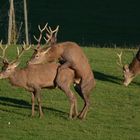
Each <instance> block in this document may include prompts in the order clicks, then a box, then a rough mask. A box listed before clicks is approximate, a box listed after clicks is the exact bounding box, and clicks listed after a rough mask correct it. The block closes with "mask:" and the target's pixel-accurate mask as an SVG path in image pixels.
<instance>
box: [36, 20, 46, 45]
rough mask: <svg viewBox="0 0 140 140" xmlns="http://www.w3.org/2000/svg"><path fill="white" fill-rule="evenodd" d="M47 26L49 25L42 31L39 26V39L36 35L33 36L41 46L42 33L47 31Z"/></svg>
mask: <svg viewBox="0 0 140 140" xmlns="http://www.w3.org/2000/svg"><path fill="white" fill-rule="evenodd" d="M47 25H48V23H46V24H45V26H44V27H43V28H42V29H41V27H40V25H38V29H39V31H40V35H39V38H37V37H36V36H35V35H34V36H33V37H34V39H35V40H36V41H37V42H38V44H40V41H41V38H42V33H43V31H44V30H45V29H46V27H47Z"/></svg>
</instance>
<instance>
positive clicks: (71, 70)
mask: <svg viewBox="0 0 140 140" xmlns="http://www.w3.org/2000/svg"><path fill="white" fill-rule="evenodd" d="M73 78H74V72H72V70H71V71H67V69H63V70H61V71H59V73H58V75H57V78H56V83H57V85H58V87H59V88H60V89H61V90H63V91H64V93H65V94H66V95H67V97H68V98H69V101H70V111H69V118H70V119H71V118H74V117H77V115H78V111H77V99H76V97H75V96H74V94H73V92H72V91H71V89H70V86H71V84H72V83H73Z"/></svg>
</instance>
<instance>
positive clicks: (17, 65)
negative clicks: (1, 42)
mask: <svg viewBox="0 0 140 140" xmlns="http://www.w3.org/2000/svg"><path fill="white" fill-rule="evenodd" d="M19 63H20V62H14V63H13V65H12V66H13V67H14V68H15V67H17V66H18V65H19Z"/></svg>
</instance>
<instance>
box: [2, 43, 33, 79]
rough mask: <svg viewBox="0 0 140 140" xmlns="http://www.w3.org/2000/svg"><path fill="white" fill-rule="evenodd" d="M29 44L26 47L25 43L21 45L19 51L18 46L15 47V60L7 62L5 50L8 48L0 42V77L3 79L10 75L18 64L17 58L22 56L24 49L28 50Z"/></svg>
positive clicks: (6, 46) (13, 70)
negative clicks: (4, 45) (1, 55)
mask: <svg viewBox="0 0 140 140" xmlns="http://www.w3.org/2000/svg"><path fill="white" fill-rule="evenodd" d="M30 47H31V46H29V47H26V45H25V43H24V45H23V46H22V49H21V51H20V50H19V48H18V47H17V57H16V59H15V60H13V61H11V62H8V60H7V59H6V57H5V51H6V49H7V48H8V45H6V47H5V48H3V47H2V43H0V48H1V50H2V56H0V58H1V59H2V60H3V67H2V71H1V72H0V79H5V78H8V77H10V75H12V74H13V72H14V71H15V69H16V67H17V66H18V65H19V62H18V60H19V58H20V57H21V56H22V54H23V53H24V51H26V50H29V49H30Z"/></svg>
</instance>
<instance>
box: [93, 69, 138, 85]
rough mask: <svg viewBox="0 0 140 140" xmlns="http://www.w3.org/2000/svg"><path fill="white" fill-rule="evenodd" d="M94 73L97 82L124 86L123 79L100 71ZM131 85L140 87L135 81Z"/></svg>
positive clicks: (94, 72)
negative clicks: (103, 72) (121, 85)
mask: <svg viewBox="0 0 140 140" xmlns="http://www.w3.org/2000/svg"><path fill="white" fill-rule="evenodd" d="M93 73H94V76H95V79H97V80H101V81H107V82H111V83H115V84H119V85H122V86H123V79H121V78H118V77H116V76H114V75H108V74H105V73H101V72H99V71H93ZM131 84H135V85H138V86H139V85H140V83H138V82H134V81H132V83H131Z"/></svg>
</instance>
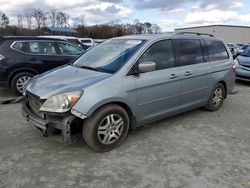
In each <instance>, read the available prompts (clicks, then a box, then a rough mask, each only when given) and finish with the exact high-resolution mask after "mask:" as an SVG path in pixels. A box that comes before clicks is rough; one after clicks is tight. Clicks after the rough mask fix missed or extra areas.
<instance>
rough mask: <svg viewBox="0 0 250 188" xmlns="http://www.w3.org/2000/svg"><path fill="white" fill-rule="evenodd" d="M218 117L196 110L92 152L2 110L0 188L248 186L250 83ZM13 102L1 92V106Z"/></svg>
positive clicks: (3, 107)
mask: <svg viewBox="0 0 250 188" xmlns="http://www.w3.org/2000/svg"><path fill="white" fill-rule="evenodd" d="M236 90H239V92H238V93H236V94H234V95H229V96H228V98H227V100H225V101H224V104H223V106H222V108H221V109H220V110H219V111H217V112H207V111H205V110H203V109H197V110H193V111H190V112H187V113H184V114H181V115H178V116H175V117H172V118H168V119H165V120H163V121H158V122H155V123H153V124H151V125H146V126H143V127H140V128H138V129H136V130H135V131H134V132H130V133H129V136H128V138H127V140H126V141H125V143H123V144H122V145H121V146H120V147H119V148H117V149H115V150H113V151H111V152H107V153H95V152H93V151H92V150H91V149H89V148H88V147H87V145H86V144H85V143H84V141H83V140H82V139H81V138H79V139H78V141H77V142H75V143H73V144H72V145H70V146H64V145H63V143H62V141H61V137H60V136H50V137H47V138H44V137H43V136H42V135H41V132H40V131H38V130H37V129H35V128H34V127H33V126H31V125H30V124H28V123H27V122H26V121H25V120H24V118H23V117H22V115H21V112H20V104H8V105H0V114H1V117H0V128H1V130H0V187H1V188H2V187H3V188H15V187H23V188H29V187H32V188H33V187H44V188H52V187H54V188H59V187H60V188H61V187H74V188H76V187H87V188H91V187H93V188H98V187H107V188H112V187H114V188H119V187H137V188H140V187H154V188H157V187H163V188H180V187H185V188H186V187H190V188H210V187H211V188H214V187H218V188H224V187H225V188H226V187H232V188H235V187H237V188H239V187H244V188H250V83H244V82H241V83H237V85H236ZM11 97H14V95H13V94H12V92H11V91H10V90H8V89H1V88H0V100H5V99H7V98H11Z"/></svg>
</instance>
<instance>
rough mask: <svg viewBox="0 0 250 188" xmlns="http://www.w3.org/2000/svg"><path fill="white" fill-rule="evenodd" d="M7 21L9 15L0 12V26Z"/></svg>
mask: <svg viewBox="0 0 250 188" xmlns="http://www.w3.org/2000/svg"><path fill="white" fill-rule="evenodd" d="M9 23H10V21H9V17H7V16H6V14H5V13H1V12H0V27H1V28H5V27H6V26H7V25H8V24H9Z"/></svg>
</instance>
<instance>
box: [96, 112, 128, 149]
mask: <svg viewBox="0 0 250 188" xmlns="http://www.w3.org/2000/svg"><path fill="white" fill-rule="evenodd" d="M123 129H124V121H123V119H122V117H121V116H120V115H118V114H109V115H108V116H106V117H105V118H103V120H102V121H101V123H100V124H99V126H98V129H97V136H98V140H99V142H101V143H102V144H104V145H109V144H112V143H114V142H116V141H117V140H118V139H119V138H120V137H121V135H122V132H123Z"/></svg>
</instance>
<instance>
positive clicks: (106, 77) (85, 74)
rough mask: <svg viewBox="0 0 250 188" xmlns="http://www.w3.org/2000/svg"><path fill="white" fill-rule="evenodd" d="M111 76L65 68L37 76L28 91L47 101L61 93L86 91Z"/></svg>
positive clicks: (28, 85)
mask: <svg viewBox="0 0 250 188" xmlns="http://www.w3.org/2000/svg"><path fill="white" fill-rule="evenodd" d="M110 76H111V74H108V73H103V72H97V71H92V70H87V69H82V68H79V67H75V66H65V67H61V68H59V69H54V70H51V71H49V72H46V73H44V74H41V75H38V76H36V77H35V78H33V79H32V80H31V81H30V82H29V83H28V85H27V87H26V89H27V91H29V92H31V93H32V94H35V95H37V96H38V97H40V98H41V99H47V98H48V97H50V96H52V95H56V94H59V93H65V92H72V91H79V90H84V88H86V87H88V86H90V85H93V84H94V83H96V82H99V81H101V80H104V79H106V78H108V77H110Z"/></svg>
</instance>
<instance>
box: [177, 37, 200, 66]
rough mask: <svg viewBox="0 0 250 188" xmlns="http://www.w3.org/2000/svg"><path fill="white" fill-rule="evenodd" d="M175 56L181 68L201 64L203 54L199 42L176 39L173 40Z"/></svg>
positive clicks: (192, 40)
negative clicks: (199, 63) (175, 48)
mask: <svg viewBox="0 0 250 188" xmlns="http://www.w3.org/2000/svg"><path fill="white" fill-rule="evenodd" d="M175 45H176V48H177V56H178V59H179V64H180V65H181V66H186V65H192V64H198V63H203V62H204V59H203V54H202V50H201V44H200V40H198V39H177V40H175Z"/></svg>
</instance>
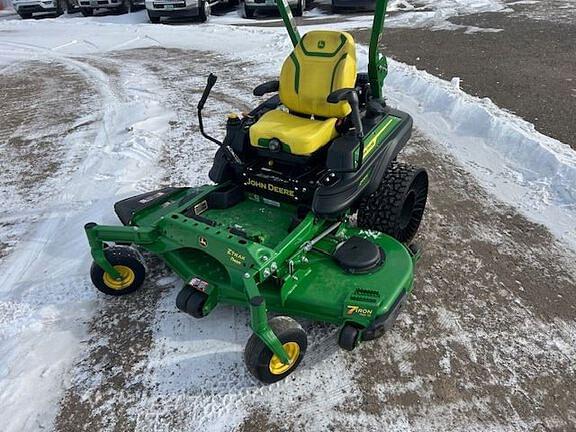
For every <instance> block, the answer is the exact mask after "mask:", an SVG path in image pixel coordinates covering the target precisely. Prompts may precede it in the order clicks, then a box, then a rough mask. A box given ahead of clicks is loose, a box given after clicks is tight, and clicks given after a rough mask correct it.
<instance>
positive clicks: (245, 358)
mask: <svg viewBox="0 0 576 432" xmlns="http://www.w3.org/2000/svg"><path fill="white" fill-rule="evenodd" d="M268 324H269V325H270V327H271V328H272V331H273V332H274V334H275V335H276V336H277V337H278V339H279V340H280V342H281V343H282V344H285V343H287V342H296V343H297V344H298V346H299V347H300V353H299V355H298V358H297V359H296V360H295V361H294V363H293V364H292V366H291V367H290V369H288V370H287V371H286V372H284V373H283V374H278V375H275V374H273V373H272V372H270V367H269V364H270V360H271V359H272V356H273V353H272V351H270V349H269V348H268V347H267V346H266V345H265V344H264V342H262V340H261V339H260V338H259V337H258V336H256V334H253V335H252V336H250V339H248V343H247V344H246V348H244V362H245V363H246V367H247V368H248V371H250V373H251V374H252V375H253V376H254V377H255V378H256V379H257V380H258V381H261V382H263V383H265V384H272V383H275V382H277V381H280V380H282V379H284V378H286V377H287V376H288V375H290V374H291V373H292V372H294V371H295V370H296V369H297V368H298V365H299V364H300V362H301V361H302V359H303V358H304V354H305V353H306V348H307V347H308V338H307V337H306V332H305V331H304V329H303V328H302V326H301V325H300V324H298V322H297V321H296V320H294V319H292V318H290V317H287V316H278V317H274V318H272V319H271V320H270V321H268Z"/></svg>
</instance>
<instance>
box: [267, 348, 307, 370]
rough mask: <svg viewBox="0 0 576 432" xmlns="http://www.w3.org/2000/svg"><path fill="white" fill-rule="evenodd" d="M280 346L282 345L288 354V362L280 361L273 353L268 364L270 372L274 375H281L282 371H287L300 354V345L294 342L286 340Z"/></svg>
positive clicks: (293, 365)
mask: <svg viewBox="0 0 576 432" xmlns="http://www.w3.org/2000/svg"><path fill="white" fill-rule="evenodd" d="M282 346H283V347H284V350H285V351H286V354H288V359H289V363H288V364H284V363H282V361H281V360H280V358H279V357H278V356H277V355H276V354H274V355H273V356H272V358H271V359H270V364H269V365H268V367H269V369H270V372H271V373H272V374H274V375H282V374H283V373H284V372H287V371H289V370H290V369H291V368H292V366H294V364H295V363H296V360H298V357H299V356H300V345H298V344H297V343H296V342H286V343H285V344H284V345H282Z"/></svg>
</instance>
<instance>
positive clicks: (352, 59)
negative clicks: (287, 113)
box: [280, 30, 356, 117]
mask: <svg viewBox="0 0 576 432" xmlns="http://www.w3.org/2000/svg"><path fill="white" fill-rule="evenodd" d="M355 82H356V46H355V44H354V39H353V38H352V36H351V35H350V34H348V33H345V32H338V31H327V30H317V31H311V32H308V33H306V34H305V35H304V36H302V39H300V42H299V43H298V45H296V47H295V48H294V51H292V54H290V56H289V57H288V58H287V59H286V60H285V61H284V64H283V65H282V71H281V72H280V100H281V101H282V103H283V104H284V105H285V106H286V107H287V108H288V109H289V110H290V111H295V112H298V113H301V114H307V115H315V116H321V117H345V116H347V115H348V114H349V113H350V111H351V109H350V104H349V103H348V102H345V101H344V102H339V103H337V104H330V103H328V102H326V98H327V97H328V95H329V94H330V93H331V92H333V91H334V90H338V89H341V88H347V87H354V84H355Z"/></svg>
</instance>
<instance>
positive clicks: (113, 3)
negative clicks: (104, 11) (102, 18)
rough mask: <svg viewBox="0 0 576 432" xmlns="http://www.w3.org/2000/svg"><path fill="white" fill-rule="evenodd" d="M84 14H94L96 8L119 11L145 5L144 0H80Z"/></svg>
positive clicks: (117, 11) (124, 12)
mask: <svg viewBox="0 0 576 432" xmlns="http://www.w3.org/2000/svg"><path fill="white" fill-rule="evenodd" d="M78 3H79V5H80V11H81V12H82V15H84V16H92V15H94V11H95V10H96V9H113V10H114V11H116V12H118V13H126V12H131V11H134V10H137V9H142V8H143V7H144V0H78Z"/></svg>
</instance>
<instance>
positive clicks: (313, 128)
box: [250, 110, 338, 156]
mask: <svg viewBox="0 0 576 432" xmlns="http://www.w3.org/2000/svg"><path fill="white" fill-rule="evenodd" d="M336 122H337V119H335V118H330V119H327V120H312V119H308V118H302V117H298V116H295V115H293V114H289V113H287V112H285V111H281V110H272V111H268V112H267V113H266V114H264V115H263V116H262V117H261V118H260V120H258V121H257V122H256V123H255V124H253V125H252V126H251V127H250V143H251V144H252V145H253V146H254V147H261V148H262V147H263V148H268V144H269V142H270V140H271V139H272V138H276V139H278V140H280V141H281V142H282V144H283V145H282V151H285V152H289V153H291V154H295V155H300V156H307V155H310V154H312V153H314V152H315V151H316V150H318V149H320V148H321V147H323V146H325V145H326V144H328V143H329V142H330V141H331V140H333V139H334V138H336V137H337V136H338V132H337V131H336Z"/></svg>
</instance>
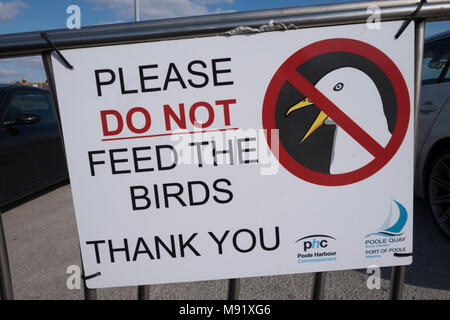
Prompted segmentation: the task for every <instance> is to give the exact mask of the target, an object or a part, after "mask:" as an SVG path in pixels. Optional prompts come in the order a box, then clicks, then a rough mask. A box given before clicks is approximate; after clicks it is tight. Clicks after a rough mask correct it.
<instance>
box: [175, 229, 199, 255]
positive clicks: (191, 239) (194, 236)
mask: <svg viewBox="0 0 450 320" xmlns="http://www.w3.org/2000/svg"><path fill="white" fill-rule="evenodd" d="M196 236H197V233H194V234H192V236H191V237H190V238H189V239H188V240H187V241H186V242H183V235H181V234H180V235H178V240H179V241H180V255H181V257H182V258H184V250H185V248H186V247H189V249H191V251H192V252H193V253H194V254H195V255H196V256H200V253H198V251H197V250H195V248H194V247H193V246H192V245H191V244H190V242H191V241H192V240H193V239H194V238H195V237H196Z"/></svg>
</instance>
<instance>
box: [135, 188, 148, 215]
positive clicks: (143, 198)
mask: <svg viewBox="0 0 450 320" xmlns="http://www.w3.org/2000/svg"><path fill="white" fill-rule="evenodd" d="M139 189H140V190H142V191H144V192H143V194H142V195H139V196H138V195H136V190H139ZM130 193H131V203H132V205H133V210H134V211H137V210H145V209H148V208H150V205H151V201H150V199H149V198H148V197H147V196H148V189H147V188H146V187H144V186H131V187H130ZM138 199H141V200H144V201H145V205H143V206H138V205H137V204H136V200H138Z"/></svg>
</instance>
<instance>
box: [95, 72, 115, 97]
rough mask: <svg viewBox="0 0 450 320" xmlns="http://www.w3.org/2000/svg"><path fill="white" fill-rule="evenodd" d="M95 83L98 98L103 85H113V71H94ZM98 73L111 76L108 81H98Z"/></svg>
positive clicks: (101, 95)
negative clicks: (112, 84) (106, 74)
mask: <svg viewBox="0 0 450 320" xmlns="http://www.w3.org/2000/svg"><path fill="white" fill-rule="evenodd" d="M94 72H95V83H96V85H97V95H98V96H99V97H101V96H102V88H101V87H102V86H104V85H110V84H112V83H114V81H116V74H115V73H114V71H112V70H110V69H100V70H95V71H94ZM100 73H109V74H110V75H111V79H109V80H108V81H100Z"/></svg>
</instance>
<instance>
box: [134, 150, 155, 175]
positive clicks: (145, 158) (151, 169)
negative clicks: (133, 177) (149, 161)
mask: <svg viewBox="0 0 450 320" xmlns="http://www.w3.org/2000/svg"><path fill="white" fill-rule="evenodd" d="M150 149H151V147H139V148H133V149H132V150H133V161H134V170H135V171H136V172H148V171H153V170H154V169H153V168H143V169H141V168H139V161H148V160H152V158H151V157H138V155H137V153H138V151H142V150H150Z"/></svg>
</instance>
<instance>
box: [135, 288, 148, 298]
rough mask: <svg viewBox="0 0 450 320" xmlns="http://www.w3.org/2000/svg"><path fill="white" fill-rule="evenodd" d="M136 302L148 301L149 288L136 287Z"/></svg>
mask: <svg viewBox="0 0 450 320" xmlns="http://www.w3.org/2000/svg"><path fill="white" fill-rule="evenodd" d="M138 300H150V287H149V286H138Z"/></svg>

====

WHAT IS BEING ASKED: Go through the listing above and return each line that includes the word "block".

SOLUTION FOR THIS EXERCISE:
Each <instance> block in this document may include prompts in the order clicks, then a box, then a rough mask. A box listed before clicks is approximate, a box listed after clicks is the exact bounding box, and clicks listed after a rough mask correct it. The block closes with "mask:" and the target's pixel-accurate mask as an SVG path in image pixels.
For every <instance> block, the answer is the exact mask after "mask:", an SVG path in image pixel coordinates covering the target precisely. Prompts may precede it in the order clicks, then a box, then a rough mask. A box given ahead of clicks is loose, a box given after clicks is tight, and clicks given after a rough mask correct it.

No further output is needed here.